PROBLEM REQUIREMENTS: Write out each of the following records word for word, keeping every line unchanged.

DATA PROVIDED:
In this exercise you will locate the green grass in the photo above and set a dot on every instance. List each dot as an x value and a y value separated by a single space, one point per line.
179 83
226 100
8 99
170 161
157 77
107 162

RESULT BELOW:
In this exercise you will locate the green grass in the photo above and set a dot on every instance. List each dot as an x value and a y value separated by a single space, one point per line.
179 83
226 100
8 99
170 161
157 77
107 162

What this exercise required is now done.